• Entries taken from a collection
________________________________________

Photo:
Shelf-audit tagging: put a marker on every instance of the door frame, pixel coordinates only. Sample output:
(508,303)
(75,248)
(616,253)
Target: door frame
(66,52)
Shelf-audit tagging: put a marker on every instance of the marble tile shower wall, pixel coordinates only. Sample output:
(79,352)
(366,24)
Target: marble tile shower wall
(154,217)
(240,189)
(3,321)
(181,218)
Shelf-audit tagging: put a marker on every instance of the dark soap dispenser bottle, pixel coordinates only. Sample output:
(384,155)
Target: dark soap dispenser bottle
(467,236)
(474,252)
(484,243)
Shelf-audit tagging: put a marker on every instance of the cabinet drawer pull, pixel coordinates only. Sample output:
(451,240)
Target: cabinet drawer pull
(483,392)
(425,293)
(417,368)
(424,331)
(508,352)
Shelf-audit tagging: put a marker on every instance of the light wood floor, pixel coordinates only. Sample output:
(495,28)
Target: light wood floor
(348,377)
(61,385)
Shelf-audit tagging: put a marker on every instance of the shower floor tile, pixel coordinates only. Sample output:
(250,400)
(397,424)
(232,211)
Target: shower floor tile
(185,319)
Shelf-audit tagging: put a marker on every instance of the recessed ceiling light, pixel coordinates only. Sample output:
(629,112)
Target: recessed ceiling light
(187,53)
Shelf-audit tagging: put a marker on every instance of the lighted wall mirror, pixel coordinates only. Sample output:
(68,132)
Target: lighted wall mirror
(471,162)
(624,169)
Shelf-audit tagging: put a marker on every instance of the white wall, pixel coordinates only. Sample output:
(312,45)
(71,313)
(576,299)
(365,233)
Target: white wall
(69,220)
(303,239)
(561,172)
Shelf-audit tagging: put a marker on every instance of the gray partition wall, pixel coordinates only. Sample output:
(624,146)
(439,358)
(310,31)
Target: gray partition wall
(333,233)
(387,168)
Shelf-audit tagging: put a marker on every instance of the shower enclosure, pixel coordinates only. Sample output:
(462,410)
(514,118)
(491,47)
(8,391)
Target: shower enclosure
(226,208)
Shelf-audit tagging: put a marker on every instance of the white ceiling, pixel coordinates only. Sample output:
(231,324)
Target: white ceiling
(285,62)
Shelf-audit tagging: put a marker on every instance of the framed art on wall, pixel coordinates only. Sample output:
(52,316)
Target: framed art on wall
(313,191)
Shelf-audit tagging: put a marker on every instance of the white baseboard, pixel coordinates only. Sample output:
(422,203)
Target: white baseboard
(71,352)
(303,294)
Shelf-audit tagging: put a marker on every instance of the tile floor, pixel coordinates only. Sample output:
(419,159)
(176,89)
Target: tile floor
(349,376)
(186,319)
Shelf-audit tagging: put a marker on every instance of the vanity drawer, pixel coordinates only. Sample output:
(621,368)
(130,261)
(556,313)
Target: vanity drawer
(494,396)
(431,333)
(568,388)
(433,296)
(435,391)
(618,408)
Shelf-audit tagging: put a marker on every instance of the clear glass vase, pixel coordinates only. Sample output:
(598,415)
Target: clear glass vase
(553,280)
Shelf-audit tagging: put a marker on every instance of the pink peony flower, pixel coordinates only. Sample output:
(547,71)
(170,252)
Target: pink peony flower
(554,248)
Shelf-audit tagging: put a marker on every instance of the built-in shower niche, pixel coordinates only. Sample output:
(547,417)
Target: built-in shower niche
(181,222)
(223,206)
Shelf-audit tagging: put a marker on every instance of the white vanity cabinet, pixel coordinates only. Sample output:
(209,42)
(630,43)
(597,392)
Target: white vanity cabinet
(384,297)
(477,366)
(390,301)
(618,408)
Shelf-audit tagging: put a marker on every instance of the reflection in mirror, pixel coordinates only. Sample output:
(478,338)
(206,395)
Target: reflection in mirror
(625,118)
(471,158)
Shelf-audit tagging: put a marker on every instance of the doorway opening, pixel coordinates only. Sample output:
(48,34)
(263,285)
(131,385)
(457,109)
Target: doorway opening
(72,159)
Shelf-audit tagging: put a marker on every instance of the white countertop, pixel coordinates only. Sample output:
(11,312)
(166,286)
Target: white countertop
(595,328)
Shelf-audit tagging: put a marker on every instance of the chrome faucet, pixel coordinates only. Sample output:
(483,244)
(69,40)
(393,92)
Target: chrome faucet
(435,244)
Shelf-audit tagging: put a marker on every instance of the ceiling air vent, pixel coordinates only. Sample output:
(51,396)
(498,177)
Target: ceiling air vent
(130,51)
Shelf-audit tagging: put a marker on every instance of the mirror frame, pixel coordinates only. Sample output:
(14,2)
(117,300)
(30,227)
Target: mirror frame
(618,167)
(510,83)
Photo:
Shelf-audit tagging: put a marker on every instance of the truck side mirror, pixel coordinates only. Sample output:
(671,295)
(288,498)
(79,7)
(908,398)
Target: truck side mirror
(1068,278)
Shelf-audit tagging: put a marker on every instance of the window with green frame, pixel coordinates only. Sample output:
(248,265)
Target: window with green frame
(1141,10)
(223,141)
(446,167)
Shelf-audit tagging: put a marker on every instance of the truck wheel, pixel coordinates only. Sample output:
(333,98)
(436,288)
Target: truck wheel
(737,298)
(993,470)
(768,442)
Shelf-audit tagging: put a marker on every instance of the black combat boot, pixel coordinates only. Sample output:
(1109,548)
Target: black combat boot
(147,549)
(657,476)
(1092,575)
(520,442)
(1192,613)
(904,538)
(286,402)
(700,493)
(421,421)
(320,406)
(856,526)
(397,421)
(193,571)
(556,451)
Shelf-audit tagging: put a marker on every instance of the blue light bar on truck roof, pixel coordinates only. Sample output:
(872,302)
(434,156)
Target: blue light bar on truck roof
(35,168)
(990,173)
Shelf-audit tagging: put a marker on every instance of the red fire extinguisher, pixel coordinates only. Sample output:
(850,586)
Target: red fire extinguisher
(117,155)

________________________________________

• What is needed
Transcribe every entry exactly, omitting nothing.

• Output for this exercise
Photo:
Shelf-audit tagging: put a marker on every instance of the door frame, pixel coordinates only. Sample output:
(508,303)
(75,248)
(616,253)
Target: door frame
(66,52)
Shelf-audit tagging: put a marker on every instance of the marble tile shower wall, pixel coordinates only. Sample output:
(79,352)
(366,24)
Target: marble tile shower wall
(154,217)
(240,189)
(3,321)
(181,218)
Shelf-audit tagging: put a marker on every instance of the dark soap dispenser bottle, pixel coordinates only. Sample output:
(384,155)
Target: dark soap dispenser bottle
(467,236)
(474,252)
(484,243)
Shelf-audit tagging: put a marker on every instance of the cabinet drawer pull, pixel coordinates only. Sample output:
(451,240)
Target: cabinet drawer pull
(483,392)
(425,293)
(417,368)
(424,331)
(508,352)
Shelf-audit tagging: put a marker on every instance of the light wood floor, pixel coordinates only. Sample output:
(495,28)
Target: light wood floor
(348,377)
(61,385)
Shelf-audit tagging: put a marker on every instance of the shower floor tile, pixel coordinates only. Sample output:
(250,400)
(397,424)
(232,211)
Target: shower floor tile
(185,319)
Shelf-audit tagging: put a marker on every instance of the recessed ceiling light, pixel coordinates only. Sample output:
(629,112)
Target: recessed ceiling light
(187,53)
Shelf-audit tagging: put a marker on every instance of the lighted wall mirror, pixel coordinates only. Sample output:
(68,132)
Target: lighted wall mirror
(471,162)
(624,169)
Shelf-audit tagging: put a marker on every instance of the white wall, pixel coordinates only. Sample output:
(312,45)
(71,313)
(576,299)
(365,233)
Target: white wall
(69,220)
(303,239)
(561,172)
Shelf-audit tagging: put a marker on every instance of the gray partition wall, pixel coordinates only. Sample output:
(624,146)
(439,358)
(310,31)
Target: gray partition wall
(333,233)
(387,168)
Shelf-audit tagging: put a marker on every instance of the shower enclosure, pixel coordinates only. Sample output:
(462,410)
(514,118)
(491,47)
(8,391)
Target: shower enclosure
(226,208)
Shelf-audit tagging: put a marker on every instance of the white ceiling, pixel coordinates only. Sample output:
(231,324)
Target: white ceiling
(285,62)
Shelf-audit tagging: put a marker on every instance of the framed art on wall, pixel coordinates only. Sample output:
(52,316)
Target: framed art on wall
(313,191)
Shelf-audit tagging: put a marker on every instance of the white baseboard, pixel coordinates only. Sample output:
(422,203)
Target: white baseboard
(71,352)
(303,294)
Shelf-audit tagging: put a marker on every instance of the tile floor, pixel coordinates only. Sample output:
(419,159)
(176,89)
Target: tile floor
(349,376)
(186,319)
Shelf-audit tagging: put a marker on every instance of the vanity drawer, pixel coordinates only. Sample output:
(621,368)
(130,261)
(556,313)
Target: vanity drawer
(494,396)
(431,333)
(568,388)
(433,296)
(435,391)
(618,408)
Shelf-audit tagging: put a marker on every instance of the clear glass vase, pixel coordinates only. Sample output:
(598,415)
Target: clear glass vase
(553,280)
Shelf-audit tagging: put a marker on every instance of the pink peony flower, pixel coordinates only. Sample output:
(547,71)
(170,252)
Target: pink peony flower
(554,248)
Shelf-audit tagging: put a marker on every instance of the built-in shower niche, pixel coordinates only. Sample output:
(547,417)
Target: built-in shower niche
(181,222)
(223,206)
Shelf-audit tagging: put a marker on every instance of the white vanity cabinet, pixel coordinates only. Sample output:
(209,42)
(630,43)
(597,392)
Target: white vanity cabinet
(384,297)
(477,366)
(390,301)
(618,408)
Shelf-audit tagging: put a marker on every instance of the reflection in mirror, pixel coordinates only. Sample output:
(478,338)
(206,395)
Target: reflection in mirror
(625,118)
(471,158)
Shelf-audit tagging: put a marker on every instance of the doorway opening, pixel coordinates only. Sample output:
(48,34)
(263,285)
(131,385)
(457,109)
Target: doorway opening
(72,159)
Shelf-audit tagging: put a marker on every instance of the white countertop, pixel coordinates only. Sample output:
(11,312)
(166,286)
Target: white countertop
(595,328)
Shelf-audit tagging: put a marker on every instance of the chrome faucet, pixel coordinates only. Sample output:
(483,244)
(69,40)
(393,92)
Target: chrome faucet
(435,244)
Shelf-audit tagging: put a marker on every instance of the ceiling air vent, pixel coordinates only. Sample output:
(51,396)
(498,177)
Target: ceiling air vent
(130,51)
Shelf-audit tagging: put a marker on every instance of the mirror frame, pixel coordinates only. Sample output:
(14,2)
(117,300)
(30,227)
Target: mirror frame
(618,167)
(510,83)
Photo:
Shelf-audit tagging: put a marker on every instance of the truck side mirror, pixel coordinates only. Sample output:
(671,295)
(288,498)
(79,7)
(908,398)
Target: truck side mirror
(1068,278)
Shelf-audit tagging: put a marker on every instance of the window with green frame, pixel coordinates only. Sample output:
(248,265)
Target: window with green frame
(1141,10)
(223,141)
(446,167)
Shelf-audit tagging: put a marker on every instance of the truck wheel, pixel coordinates only. Sample output:
(333,98)
(436,288)
Target: truck wheel
(737,298)
(993,470)
(768,442)
Shelf-audit tagging: put a marker on every instance of the black combat boot, pixel coordinates only. Sample output:
(1109,548)
Target: black combat boot
(147,549)
(657,476)
(1092,575)
(520,442)
(1192,613)
(904,538)
(286,402)
(700,493)
(421,421)
(320,406)
(856,526)
(397,421)
(193,571)
(556,451)
Shelf-audit tagging: put a marker on every instance of the blue light bar on truck roof, pixel coordinates only. Sample output:
(872,302)
(434,156)
Target: blue light bar on truck roof
(35,168)
(990,173)
Shelf-audit tagging: put a marker on every instance of the red fire extinguisher, pixel coordinates only. Sample output:
(850,586)
Target: red fire extinguisher
(117,155)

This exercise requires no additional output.